WHAT YOU HAVE TO DO:
Read the records and write them out again exactly.

RECORDS PROVIDED:
━━━━━━

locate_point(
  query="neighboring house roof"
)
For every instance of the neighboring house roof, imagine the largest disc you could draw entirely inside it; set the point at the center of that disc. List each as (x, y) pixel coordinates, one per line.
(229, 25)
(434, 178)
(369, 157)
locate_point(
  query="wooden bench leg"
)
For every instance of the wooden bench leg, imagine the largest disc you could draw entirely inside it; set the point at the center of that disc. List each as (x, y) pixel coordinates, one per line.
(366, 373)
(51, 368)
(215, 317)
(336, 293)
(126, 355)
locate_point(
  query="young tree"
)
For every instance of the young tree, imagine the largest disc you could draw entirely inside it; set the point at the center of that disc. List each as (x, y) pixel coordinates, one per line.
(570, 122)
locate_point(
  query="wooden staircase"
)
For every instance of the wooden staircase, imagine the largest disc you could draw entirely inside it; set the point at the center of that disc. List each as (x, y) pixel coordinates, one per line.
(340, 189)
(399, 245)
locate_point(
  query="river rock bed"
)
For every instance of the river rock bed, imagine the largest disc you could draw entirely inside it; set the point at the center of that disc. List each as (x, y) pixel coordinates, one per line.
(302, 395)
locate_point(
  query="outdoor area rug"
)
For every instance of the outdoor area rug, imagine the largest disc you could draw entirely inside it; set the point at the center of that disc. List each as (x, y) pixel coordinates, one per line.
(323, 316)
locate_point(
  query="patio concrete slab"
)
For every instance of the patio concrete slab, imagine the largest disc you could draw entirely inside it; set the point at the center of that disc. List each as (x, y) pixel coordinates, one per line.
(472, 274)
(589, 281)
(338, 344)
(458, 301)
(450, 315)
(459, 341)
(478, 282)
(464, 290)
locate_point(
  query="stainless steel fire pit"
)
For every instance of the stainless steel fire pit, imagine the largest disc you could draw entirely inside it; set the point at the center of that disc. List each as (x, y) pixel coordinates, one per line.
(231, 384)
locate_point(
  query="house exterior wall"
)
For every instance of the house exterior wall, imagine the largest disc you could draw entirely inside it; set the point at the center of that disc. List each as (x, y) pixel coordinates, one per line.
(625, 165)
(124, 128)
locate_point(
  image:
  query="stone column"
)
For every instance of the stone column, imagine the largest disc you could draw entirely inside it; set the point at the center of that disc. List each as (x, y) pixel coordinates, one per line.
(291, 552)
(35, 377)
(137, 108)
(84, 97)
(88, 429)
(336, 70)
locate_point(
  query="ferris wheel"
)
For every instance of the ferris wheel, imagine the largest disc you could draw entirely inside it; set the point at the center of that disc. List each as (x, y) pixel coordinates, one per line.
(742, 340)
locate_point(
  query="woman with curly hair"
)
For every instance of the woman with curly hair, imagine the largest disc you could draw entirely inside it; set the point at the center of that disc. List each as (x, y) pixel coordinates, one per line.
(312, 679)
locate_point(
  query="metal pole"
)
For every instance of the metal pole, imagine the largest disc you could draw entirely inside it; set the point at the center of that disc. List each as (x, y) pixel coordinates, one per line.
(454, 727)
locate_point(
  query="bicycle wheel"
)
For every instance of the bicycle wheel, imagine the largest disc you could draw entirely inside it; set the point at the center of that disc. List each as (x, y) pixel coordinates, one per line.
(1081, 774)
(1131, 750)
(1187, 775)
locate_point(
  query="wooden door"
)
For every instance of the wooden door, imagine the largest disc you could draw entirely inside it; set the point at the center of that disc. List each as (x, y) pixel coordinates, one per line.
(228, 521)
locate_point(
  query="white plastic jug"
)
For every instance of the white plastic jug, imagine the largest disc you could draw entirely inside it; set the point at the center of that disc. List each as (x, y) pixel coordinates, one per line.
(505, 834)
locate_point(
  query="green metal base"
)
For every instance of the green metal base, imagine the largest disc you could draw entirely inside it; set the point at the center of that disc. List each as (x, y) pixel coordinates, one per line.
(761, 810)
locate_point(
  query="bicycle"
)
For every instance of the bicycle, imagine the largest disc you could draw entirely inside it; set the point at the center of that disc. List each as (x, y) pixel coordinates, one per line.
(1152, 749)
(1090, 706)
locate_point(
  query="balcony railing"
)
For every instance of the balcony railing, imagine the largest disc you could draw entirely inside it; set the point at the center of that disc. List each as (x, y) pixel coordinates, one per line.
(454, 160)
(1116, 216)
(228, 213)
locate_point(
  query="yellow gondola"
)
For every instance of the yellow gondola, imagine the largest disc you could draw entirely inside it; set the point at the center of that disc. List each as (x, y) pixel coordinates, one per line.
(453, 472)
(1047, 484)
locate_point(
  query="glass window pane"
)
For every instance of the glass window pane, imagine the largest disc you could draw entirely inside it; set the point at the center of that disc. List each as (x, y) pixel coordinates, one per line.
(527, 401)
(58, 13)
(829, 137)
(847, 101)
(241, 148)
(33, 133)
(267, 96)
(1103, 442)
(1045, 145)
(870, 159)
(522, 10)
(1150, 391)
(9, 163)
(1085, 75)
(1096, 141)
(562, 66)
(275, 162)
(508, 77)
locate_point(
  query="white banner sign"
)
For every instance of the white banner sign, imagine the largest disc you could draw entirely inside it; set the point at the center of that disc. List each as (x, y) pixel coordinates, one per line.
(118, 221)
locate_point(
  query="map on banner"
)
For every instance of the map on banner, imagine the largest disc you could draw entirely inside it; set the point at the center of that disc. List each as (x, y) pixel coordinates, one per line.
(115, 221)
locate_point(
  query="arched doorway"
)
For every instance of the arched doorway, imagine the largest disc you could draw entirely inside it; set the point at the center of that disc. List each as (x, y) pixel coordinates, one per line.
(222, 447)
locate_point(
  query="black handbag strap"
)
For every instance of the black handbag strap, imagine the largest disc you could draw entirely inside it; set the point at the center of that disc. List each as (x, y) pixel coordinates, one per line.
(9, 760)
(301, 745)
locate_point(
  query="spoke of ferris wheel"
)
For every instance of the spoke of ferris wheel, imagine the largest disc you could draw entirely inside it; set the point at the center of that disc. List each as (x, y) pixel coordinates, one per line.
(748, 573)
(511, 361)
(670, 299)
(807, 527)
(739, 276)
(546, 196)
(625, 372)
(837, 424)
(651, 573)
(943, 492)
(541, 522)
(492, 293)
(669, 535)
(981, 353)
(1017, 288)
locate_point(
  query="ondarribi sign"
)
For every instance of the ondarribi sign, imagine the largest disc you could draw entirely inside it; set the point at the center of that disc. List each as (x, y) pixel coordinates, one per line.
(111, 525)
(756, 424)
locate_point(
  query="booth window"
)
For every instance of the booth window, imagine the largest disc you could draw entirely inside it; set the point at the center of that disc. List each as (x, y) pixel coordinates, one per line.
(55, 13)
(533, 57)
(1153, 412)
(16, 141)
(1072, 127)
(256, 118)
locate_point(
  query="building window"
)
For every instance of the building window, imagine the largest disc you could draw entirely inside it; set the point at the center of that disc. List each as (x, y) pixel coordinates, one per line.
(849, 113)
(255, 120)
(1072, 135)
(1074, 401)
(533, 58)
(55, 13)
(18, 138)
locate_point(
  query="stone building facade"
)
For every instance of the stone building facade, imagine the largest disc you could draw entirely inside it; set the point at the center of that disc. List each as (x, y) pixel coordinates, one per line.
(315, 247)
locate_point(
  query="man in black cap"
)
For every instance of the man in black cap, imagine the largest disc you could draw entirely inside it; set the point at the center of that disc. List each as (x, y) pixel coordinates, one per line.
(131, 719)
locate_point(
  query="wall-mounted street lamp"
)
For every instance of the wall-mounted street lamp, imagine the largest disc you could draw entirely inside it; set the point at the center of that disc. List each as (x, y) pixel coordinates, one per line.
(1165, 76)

━━━━━━

WRITTEN RESPONSE:
locate_point(
  query="neighboring house roof"
)
For every instance of the neighboring house roof, imagine the largest disc you could draw entirely inside it; set the point at the center of that disc. List each as (x, y) pixel coordinates, one per line.
(229, 25)
(434, 178)
(369, 157)
locate_point(
  query="wooden bench leg"
)
For every instance of the wooden bench leg, imagine the largest disc you could draw entirely inside it; set the point at the center of that disc. List each as (x, y) pixel coordinates, one per line.
(366, 373)
(51, 368)
(215, 317)
(336, 293)
(126, 355)
locate_point(
  query="young tree"
)
For every instance of the young tree, imagine the largest disc you could draw entirely inside it; set the point at the center of that disc. List each as (x, y) pixel coordinates, one per line.
(570, 122)
locate_point(
  query="wooden staircase"
)
For every instance of the wooden staircase, imagine the largest disc you could draw entirely inside it; set the point at the center of that disc. List each as (x, y) pixel coordinates, one per line.
(340, 189)
(399, 245)
locate_point(
  query="river rock bed"
)
For every instance of the river rock bed, imagine the largest disc you could draw entirely inside it; set the point at the center of that disc. List each as (x, y) pixel coordinates, one per line.
(302, 395)
locate_point(
  query="outdoor area rug"
)
For every instance of the outdoor area rug, imagine the largest disc you could draw entirely inside it; set the point at the center of that disc. List each as (x, y) pixel coordinates, one per line.
(323, 316)
locate_point(
  query="patio concrete slab"
)
For every instance of the patio concrete slab, imagine the largest disc you could draw entirely inside it; set the point at the center of that disc. List each as (x, y) pixel coordinates, one per line.
(472, 274)
(589, 281)
(338, 344)
(458, 301)
(450, 315)
(459, 341)
(478, 282)
(464, 290)
locate_point(
  query="stainless steel fire pit"
)
For every instance of the stainless steel fire pit, imagine the largest disc you could draw entirely inside it; set the point at the center of that disc. List each as (x, y) pixel coordinates, one per line.
(231, 384)
locate_point(
  query="house exterior wall"
)
For every instance of the house exterior wall, imagine the largest disc you could draw entirely inside it; set the point at the center of that disc. List each as (x, y) pixel coordinates, one per line.
(625, 165)
(124, 128)
locate_point(
  image:
  query="stone column"
)
For every instance of the stone column, imagine the largest disc you could draw entirely inside it; set the point at the center of that disc. List each as (x, y) pixel coordinates, one per line.
(291, 552)
(35, 377)
(137, 108)
(84, 97)
(88, 429)
(336, 70)
locate_point(
  query="ferris wheel"
)
For every instance of the ferris wheel, imagine the largest disc you could draw entirely inside it; set the point at the center of that disc. List each as (x, y) pixel coordinates, one per line.
(742, 340)
locate_point(
  query="woman with curly hair"
)
For every instance of the woman with curly hair, imagine the largest disc you could draw entirely inside it; set the point at the center of that disc. List each as (x, y) pixel coordinates, one per line.
(312, 679)
locate_point(
  query="metal pole"
)
For every instance of the metal pole, imagine the largest disc you could draw entirely inside it; set the point at the center of that disc. List each as (x, y) pixel coordinates, one per line.
(454, 727)
locate_point(
  query="bicycle wheel"
)
For every instance of the bicycle wheel, imagine the largest disc you could draw entirely inside it; set the point at the center of that disc. List each as (x, y) pixel coordinates, one per line.
(1081, 774)
(1131, 750)
(1187, 775)
locate_point(
  query="wooden door"
)
For every instance of the wooden door, imagine the largest disc you could draw entirely inside it; set the point at the center of that disc. List each as (x, y) pixel coordinates, one per line.
(228, 521)
locate_point(
  query="white plastic jug"
)
For every instance of the white plastic jug, imagine the largest disc you could draw entirely inside it; set the point at the center of that disc. List each as (x, y) pixel coordinates, one per line.
(505, 834)
locate_point(
  query="green metal base"
)
For every instance of the green metal base, imagine the largest disc you could draw entirely inside it; set the point at the center of that disc. List each as (x, y) pixel coordinates, one per line.
(761, 810)
locate_point(
  query="bicycle"
)
For every instance of the bicycle, imagine the largest disc you could draw entirely inside it; set the point at the center of that disc. List each as (x, y) pixel coordinates, one per line.
(1152, 749)
(1090, 706)
locate_point(
  query="balcony railing"
)
For every instance of the balcony railing, imagine the largest disc you could draw entirely inside it; set the point at the center of that disc. List each as (x, y) pixel coordinates, one per line.
(454, 160)
(1116, 216)
(228, 213)
locate_point(
  query="yellow gondola"
)
For every instance of the yellow gondola, imagine the largest disc you could draw entirely inside it; set the point at the center of that disc. List each as (x, y) pixel coordinates, one per line.
(453, 472)
(1047, 484)
locate_point(
  query="glass window pane"
)
For every instance of the glass window pane, imagine the largest disc you could draw entirely inside it; set the point at the center of that disc. List each as (x, y) pixel coordinates, one per line.
(527, 401)
(58, 13)
(829, 137)
(847, 101)
(241, 148)
(33, 133)
(267, 96)
(1103, 442)
(1045, 145)
(870, 159)
(522, 10)
(1150, 391)
(9, 163)
(1085, 75)
(1096, 141)
(562, 66)
(275, 162)
(508, 77)
locate_point(
  query="white banner sign"
)
For every instance of the white banner sign, imagine the largest disc you could draw entirely inside it; set the point at the center of that disc. List each as (x, y) pixel coordinates, one per line.
(118, 221)
locate_point(
  query="map on banner"
)
For every instance of the map on banner, imagine the largest disc you could draw entirely inside it; set the point at the center of that disc. List each as (x, y) pixel coordinates, one per line.
(115, 221)
locate_point(
  query="arched doorway"
)
For every instance of the arched doorway, imagine the largest disc you could draw entirely inside it; set the point at the center of that disc. List each as (x, y) pixel coordinates, one per line.
(222, 447)
locate_point(
  query="black handbag strap"
)
For every instance of the black handbag strap, imagine the largest disc you could draw entirely inside it; set the point at the center of that disc. List each as (x, y) pixel coordinates, one per line.
(9, 760)
(301, 745)
locate_point(
  query="spoke of ferris wheel"
)
For every instance of the spoke of ferris wheel, imagine the largest disc you could draw entirely inside it; set the point at the center of that disc. List each as (x, y) pixel coordinates, one per line.
(748, 573)
(511, 361)
(670, 299)
(807, 527)
(739, 276)
(546, 196)
(625, 372)
(837, 424)
(651, 573)
(943, 492)
(541, 522)
(492, 293)
(669, 535)
(981, 353)
(1017, 288)
locate_point(
  query="ondarribi sign"
)
For every instance of the ondarribi sign, imagine the largest disc you could draw entirely inside it; set the point at the center of that disc. List each as (x, y) pixel coordinates, one per line.
(111, 525)
(756, 424)
locate_point(
  query="booth window"
)
For every instance of the booth window, imagine the largest disc you could draw entirely inside it; set the point at the center of that disc. List each as (x, y) pixel coordinates, one per line.
(55, 13)
(533, 57)
(1153, 412)
(16, 141)
(1072, 127)
(256, 118)
locate_point(
  query="building window"
)
For every instance of the building window, imagine the largest disc you could draw entirely inside it; set the point at the center of that disc. List each as (x, y) pixel coordinates, one per line.
(849, 113)
(255, 120)
(1072, 135)
(1074, 401)
(533, 58)
(55, 13)
(18, 138)
locate_point(
  query="stone building facade"
)
For every instance of the stone building facade, imagine the largest disc you could draw entirely inside it; set the point at the center of that disc. List each as (x, y) pixel coordinates, one per line.
(315, 247)
locate_point(
  query="man in black cap"
)
For every instance of the man in black cap, imagine the largest disc you could draw entirely inside it; set the point at the center of that disc. List each as (x, y) pixel coordinates, one per line.
(131, 719)
locate_point(
  query="wall-mounted street lamp"
)
For every instance of the wall-mounted street lamp, imagine the largest disc you could draw entirely inside it; set the point at the center of that disc. List each as (x, y) pixel coordinates, one per line.
(1165, 76)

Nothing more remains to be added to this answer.